**The data**
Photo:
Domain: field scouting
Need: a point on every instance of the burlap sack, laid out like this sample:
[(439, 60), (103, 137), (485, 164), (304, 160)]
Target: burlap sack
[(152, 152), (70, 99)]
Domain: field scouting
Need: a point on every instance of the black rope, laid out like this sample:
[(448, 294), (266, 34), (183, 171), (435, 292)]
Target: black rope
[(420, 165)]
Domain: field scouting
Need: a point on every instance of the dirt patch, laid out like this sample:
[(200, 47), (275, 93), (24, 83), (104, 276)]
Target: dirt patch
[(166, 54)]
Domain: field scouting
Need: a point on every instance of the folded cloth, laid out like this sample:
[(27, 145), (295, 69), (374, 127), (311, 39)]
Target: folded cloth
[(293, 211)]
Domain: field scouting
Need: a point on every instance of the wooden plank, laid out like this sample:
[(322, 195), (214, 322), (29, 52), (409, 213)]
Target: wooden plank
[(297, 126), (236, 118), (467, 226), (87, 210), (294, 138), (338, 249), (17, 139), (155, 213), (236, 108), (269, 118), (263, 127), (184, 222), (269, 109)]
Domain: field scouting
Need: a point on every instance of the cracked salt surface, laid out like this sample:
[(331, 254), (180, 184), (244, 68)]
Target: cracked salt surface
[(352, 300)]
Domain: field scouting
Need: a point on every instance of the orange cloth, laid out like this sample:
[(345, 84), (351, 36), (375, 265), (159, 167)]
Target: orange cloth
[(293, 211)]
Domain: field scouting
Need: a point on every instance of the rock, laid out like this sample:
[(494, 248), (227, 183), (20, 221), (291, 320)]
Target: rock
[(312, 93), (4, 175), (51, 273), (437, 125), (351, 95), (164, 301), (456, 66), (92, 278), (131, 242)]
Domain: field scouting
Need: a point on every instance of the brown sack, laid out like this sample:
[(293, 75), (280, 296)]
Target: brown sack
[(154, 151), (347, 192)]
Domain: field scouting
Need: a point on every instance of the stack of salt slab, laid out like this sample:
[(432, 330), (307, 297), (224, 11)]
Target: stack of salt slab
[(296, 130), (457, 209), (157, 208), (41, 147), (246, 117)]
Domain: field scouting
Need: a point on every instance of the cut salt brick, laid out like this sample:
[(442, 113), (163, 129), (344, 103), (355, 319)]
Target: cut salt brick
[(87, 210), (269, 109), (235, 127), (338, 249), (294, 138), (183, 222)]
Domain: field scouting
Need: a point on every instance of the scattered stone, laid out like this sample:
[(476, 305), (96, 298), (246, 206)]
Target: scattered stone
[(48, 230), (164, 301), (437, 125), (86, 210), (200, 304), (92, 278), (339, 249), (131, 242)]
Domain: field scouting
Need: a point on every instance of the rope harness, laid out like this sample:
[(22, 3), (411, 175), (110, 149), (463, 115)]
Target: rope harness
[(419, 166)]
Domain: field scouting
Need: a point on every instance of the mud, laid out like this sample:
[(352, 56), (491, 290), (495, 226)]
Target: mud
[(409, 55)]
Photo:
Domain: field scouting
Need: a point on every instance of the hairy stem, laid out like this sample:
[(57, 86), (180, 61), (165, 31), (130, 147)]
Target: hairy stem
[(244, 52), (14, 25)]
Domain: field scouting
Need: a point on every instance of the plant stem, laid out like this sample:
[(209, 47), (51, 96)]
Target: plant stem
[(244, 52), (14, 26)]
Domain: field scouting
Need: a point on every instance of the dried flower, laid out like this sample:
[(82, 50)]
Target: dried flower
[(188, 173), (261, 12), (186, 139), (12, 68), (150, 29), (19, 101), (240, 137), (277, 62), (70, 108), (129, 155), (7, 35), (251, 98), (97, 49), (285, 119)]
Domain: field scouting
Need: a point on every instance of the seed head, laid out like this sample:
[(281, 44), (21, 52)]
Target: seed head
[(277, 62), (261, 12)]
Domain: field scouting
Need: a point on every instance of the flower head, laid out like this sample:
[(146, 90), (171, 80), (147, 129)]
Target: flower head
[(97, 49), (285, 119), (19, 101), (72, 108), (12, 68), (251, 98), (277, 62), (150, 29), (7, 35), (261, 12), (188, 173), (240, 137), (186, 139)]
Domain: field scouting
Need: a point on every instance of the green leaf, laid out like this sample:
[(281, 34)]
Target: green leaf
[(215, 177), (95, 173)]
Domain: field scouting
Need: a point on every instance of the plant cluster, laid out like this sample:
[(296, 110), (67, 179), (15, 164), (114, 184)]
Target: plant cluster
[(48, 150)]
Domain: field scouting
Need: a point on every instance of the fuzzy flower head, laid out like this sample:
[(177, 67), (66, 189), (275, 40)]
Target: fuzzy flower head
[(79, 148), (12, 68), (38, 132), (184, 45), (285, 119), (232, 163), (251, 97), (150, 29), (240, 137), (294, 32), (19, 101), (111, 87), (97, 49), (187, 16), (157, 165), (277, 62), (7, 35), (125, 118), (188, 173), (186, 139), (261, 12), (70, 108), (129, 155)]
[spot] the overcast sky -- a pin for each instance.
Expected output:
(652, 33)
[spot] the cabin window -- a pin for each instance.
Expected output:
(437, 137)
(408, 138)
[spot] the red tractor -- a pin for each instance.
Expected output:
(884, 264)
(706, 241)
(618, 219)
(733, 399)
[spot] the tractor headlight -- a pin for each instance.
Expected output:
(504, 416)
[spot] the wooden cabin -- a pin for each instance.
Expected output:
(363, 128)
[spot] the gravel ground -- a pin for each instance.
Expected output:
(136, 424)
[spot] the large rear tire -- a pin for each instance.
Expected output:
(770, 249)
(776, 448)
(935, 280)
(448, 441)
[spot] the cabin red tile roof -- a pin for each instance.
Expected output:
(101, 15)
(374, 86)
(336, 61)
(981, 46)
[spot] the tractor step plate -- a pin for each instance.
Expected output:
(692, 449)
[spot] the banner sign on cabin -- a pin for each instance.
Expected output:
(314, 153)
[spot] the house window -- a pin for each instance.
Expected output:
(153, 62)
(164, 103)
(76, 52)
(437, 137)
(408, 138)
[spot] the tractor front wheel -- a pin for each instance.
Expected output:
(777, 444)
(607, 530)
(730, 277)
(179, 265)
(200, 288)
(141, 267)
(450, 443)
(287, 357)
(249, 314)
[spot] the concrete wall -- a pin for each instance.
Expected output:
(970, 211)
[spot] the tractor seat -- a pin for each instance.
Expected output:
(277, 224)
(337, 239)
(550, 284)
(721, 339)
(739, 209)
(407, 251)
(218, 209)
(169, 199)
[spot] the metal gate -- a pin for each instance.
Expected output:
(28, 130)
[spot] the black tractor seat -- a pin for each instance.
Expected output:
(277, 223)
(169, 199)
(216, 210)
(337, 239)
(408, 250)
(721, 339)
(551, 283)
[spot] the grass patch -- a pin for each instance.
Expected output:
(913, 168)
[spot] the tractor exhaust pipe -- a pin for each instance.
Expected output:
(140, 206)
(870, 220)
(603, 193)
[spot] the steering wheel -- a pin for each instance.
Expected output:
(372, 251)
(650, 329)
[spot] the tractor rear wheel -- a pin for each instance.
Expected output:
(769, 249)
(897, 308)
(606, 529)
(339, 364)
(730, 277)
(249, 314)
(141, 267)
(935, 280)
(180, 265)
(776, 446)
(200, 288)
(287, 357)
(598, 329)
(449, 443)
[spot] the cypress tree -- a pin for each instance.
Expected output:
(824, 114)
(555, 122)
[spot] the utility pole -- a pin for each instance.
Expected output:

**Goal**
Go through the material above line by line and copy it exactly.

**Output of the exercise**
Photo:
Domain: field scouting
Need: a point on every instance of the burlap sack, laid out like this sample:
[(439, 60), (103, 137), (485, 164), (304, 160)]
Target: burlap sack
[(152, 152), (70, 99)]
Domain: field scouting
Need: a point on every instance of the black rope, laid out like this sample:
[(448, 294), (266, 34), (183, 171), (435, 292)]
Target: black rope
[(420, 165)]
Domain: field scouting
Need: a point on every instance of the dirt patch, laid out like this sample:
[(200, 47), (275, 93), (24, 83), (104, 276)]
Target: dirt patch
[(166, 54)]
Domain: field scouting
Need: a point on every instance of the folded cloth, laid out like this sample:
[(27, 145), (295, 69), (374, 127), (311, 39)]
Target: folded cloth
[(293, 211)]
Domain: field scouting
Need: a point on every instance of the wooden plank, laid out like this sample:
[(322, 195), (214, 322), (29, 52), (409, 213)]
Target: wooden plank
[(297, 126), (236, 118), (467, 226), (87, 210), (294, 138), (338, 249), (17, 139), (155, 213), (236, 108), (269, 118), (263, 127), (184, 222), (269, 109)]
Domain: field scouting
Need: a point on every instance of the cracked salt surface, laid out like this sample:
[(331, 254), (180, 184), (244, 68)]
Target: cracked salt surface
[(352, 300)]
Domain: field scouting
Need: a point on every instance of the orange cloth, laid out like this sample:
[(345, 84), (351, 36), (375, 265), (159, 167)]
Target: orange cloth
[(293, 211)]
Domain: field scouting
Need: a point on every instance of the rock, laid out like this sample:
[(494, 248), (227, 183), (20, 221), (291, 320)]
Target: rock
[(312, 93), (4, 175), (51, 273), (437, 125), (351, 95), (164, 301), (456, 66), (92, 278), (131, 242)]
Domain: field scouting
Need: a point on every instance of the brown sack, laid out like this sample:
[(293, 75), (280, 296)]
Target: brown sack
[(154, 151), (347, 192)]
Domain: field scouting
Need: a point on every instance of the stack of salt slab, laid out like this sample:
[(432, 330), (307, 297), (224, 11)]
Target: stack of salt slab
[(296, 130), (457, 209), (157, 208), (41, 147), (246, 117)]
Domain: field scouting
Need: a point on every instance of the cut salt brick, laid out like this sample:
[(442, 113), (163, 129), (344, 103), (355, 319)]
Target: cut salt brick
[(87, 210), (269, 109), (235, 127), (338, 249), (294, 138), (183, 222)]
Domain: field scouting
Need: a point on every instance of the scattered stone, laid out like this sample:
[(476, 305), (96, 298), (246, 206)]
Target: scattered stone
[(48, 230), (164, 301), (437, 125), (86, 210), (200, 304), (92, 278), (339, 249), (131, 242)]
Domain: field scouting
Need: a point on every instance of the rope harness, laid out like this sample:
[(22, 3), (411, 175), (110, 149), (463, 115)]
Target: rope harness
[(419, 166)]
Domain: field scouting
Need: a point on every instance of the mud, laid out like this sample:
[(352, 56), (491, 290), (495, 226)]
Target: mud
[(409, 55)]
Photo:
Domain: field scouting
Need: a point on every instance of the hairy stem, laid out like this sample:
[(57, 86), (180, 61), (165, 31), (130, 147)]
Target: hairy stem
[(244, 52), (14, 25)]
Domain: field scouting
Need: a point on every instance of the plant stem, laid out like this sample:
[(209, 47), (51, 96)]
Target: plant stem
[(244, 52), (14, 26)]
Domain: field scouting
Need: a point on every instance of the dried flower, laid out like this sample:
[(82, 50)]
Target: dried flower
[(188, 173), (261, 12), (186, 139), (12, 68), (150, 29), (19, 101), (240, 137), (277, 62), (70, 108), (129, 155), (7, 35), (251, 98), (97, 49), (285, 119)]
Domain: field scouting
Need: a point on every instance of the seed head, laid out like this sample:
[(281, 44), (21, 52)]
Target: seed head
[(277, 62), (261, 12)]
Domain: field scouting
Need: a point on every instance of the flower head, laid out like this sample:
[(146, 90), (171, 80), (147, 129)]
Target: flower head
[(97, 49), (285, 119), (19, 101), (72, 108), (12, 68), (251, 98), (277, 62), (150, 29), (7, 35), (261, 12), (188, 173), (240, 137), (186, 139)]
Domain: field scouting
Need: a point on every instance of the green leaf, laid out like this sample:
[(281, 34)]
Target: green leaf
[(215, 177), (95, 173)]
Domain: field scouting
Need: a point on every instance of the plant cluster, laid out like this sample:
[(296, 110), (67, 179), (15, 164), (114, 184)]
Target: plant cluster
[(48, 150)]
Domain: field scouting
Need: a point on every instance of the fuzzy flower head, laid out like this sample:
[(177, 67), (66, 189), (275, 40)]
Target: fuzzy flower head
[(79, 148), (12, 68), (38, 132), (184, 45), (285, 119), (232, 163), (251, 97), (150, 29), (240, 137), (294, 32), (19, 101), (111, 87), (97, 49), (187, 16), (157, 165), (277, 62), (7, 35), (125, 118), (188, 173), (186, 139), (261, 12), (70, 108), (129, 155)]
[spot] the overcast sky -- a pin for each instance.
Expected output:
(652, 33)
[spot] the cabin window -- a pin for each instance.
Expected output:
(437, 137)
(408, 138)
[spot] the red tractor -- a pin for each instance.
Expected output:
(884, 264)
(706, 241)
(618, 219)
(733, 399)
[spot] the tractor headlight -- a pin for each instance.
Expected output:
(504, 416)
[spot] the wooden cabin -- a pin for each instance.
Expected output:
(363, 128)
[spot] the gravel ground -- a pin for each instance.
Expected output:
(136, 424)
[spot] the large rear tire -- a pin for each instance.
Expected output:
(770, 249)
(776, 448)
(935, 280)
(448, 441)
[spot] the cabin red tile roof -- a pin for each instance.
Expected output:
(101, 15)
(374, 86)
(336, 61)
(981, 46)
[spot] the tractor step plate -- a pin for each instance.
Expected output:
(692, 449)
[spot] the banner sign on cabin -- a pin for each instance.
Expected output:
(314, 153)
[spot] the house window -- a pin for each instance.
Expected output:
(153, 62)
(164, 103)
(76, 52)
(437, 137)
(408, 138)
[spot] the tractor front wheel -- a pin for each instance.
Expected output:
(777, 444)
(607, 530)
(730, 277)
(179, 265)
(200, 288)
(141, 267)
(450, 443)
(287, 357)
(249, 314)
[spot] the concrete wall -- a pin for each instance.
Expected output:
(970, 211)
[spot] the tractor seat -- a pin for each instance.
Expected output:
(277, 224)
(337, 239)
(550, 284)
(721, 339)
(739, 209)
(407, 251)
(218, 209)
(169, 199)
[spot] the metal gate -- a pin for each instance.
Expected output:
(28, 130)
[spot] the black tractor seat -- a pin for each instance.
Expected output:
(277, 223)
(169, 199)
(216, 210)
(337, 239)
(408, 250)
(721, 339)
(551, 283)
[spot] the grass patch -- a pin for each instance.
Expected output:
(913, 168)
[spot] the tractor exhaust pipe -- a pin for each instance.
Expected output:
(140, 206)
(870, 220)
(603, 193)
[spot] the steering wheel -- a pin for each instance.
Expected output:
(372, 251)
(650, 329)
[spot] the tractor rear wheel -- a pin for each instance.
Expected output:
(769, 249)
(897, 308)
(606, 529)
(339, 364)
(730, 277)
(249, 314)
(141, 267)
(935, 280)
(180, 265)
(776, 446)
(200, 288)
(287, 357)
(598, 329)
(449, 443)
[spot] the cypress tree -- a pin for each instance.
Expected output:
(824, 114)
(555, 122)
[spot] the utility pole -- a pin for each instance.
Expected output:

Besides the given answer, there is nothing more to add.